Selected text
-=-=-
DEPARTURE LOUNGE — “Lamar Smith won’t seek reelection to House,” by POLITICO’s Darius Dixon: “Rep. Lamar Smith, the controversial chairman of the House Science Committee, announced Thursday that he will leave Congress when his term ends in 2018. The 16-term Texas Republican is one of the longest-serving members of the state’s congressional delegation, and has often tussled with academics, scientific organizations and government regulators since become Science chairman in 2013. In a letter to constituents, Smith said there were several reasons he is choosing not to seek reelection next year, including that he will complete his term as chairman of the House Science Committee.” Full story.
— Potential replacements for TX-05, TX-21: GOP operatives named former Irving Mayor Beth Van Duyne as a potential candidate to replace Hensarling, and state Sen. Donna Campbell as a potential candidate to replace Smith.
-=-=-
Work to do
In the political news excerpt, who did GOP operatives name as a potential candidate to replace Lamar Smith?

Data block
-=-=-
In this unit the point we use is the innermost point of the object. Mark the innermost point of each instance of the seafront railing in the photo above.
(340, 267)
-=-=-
Full solution
State Sen. Donna Campbell.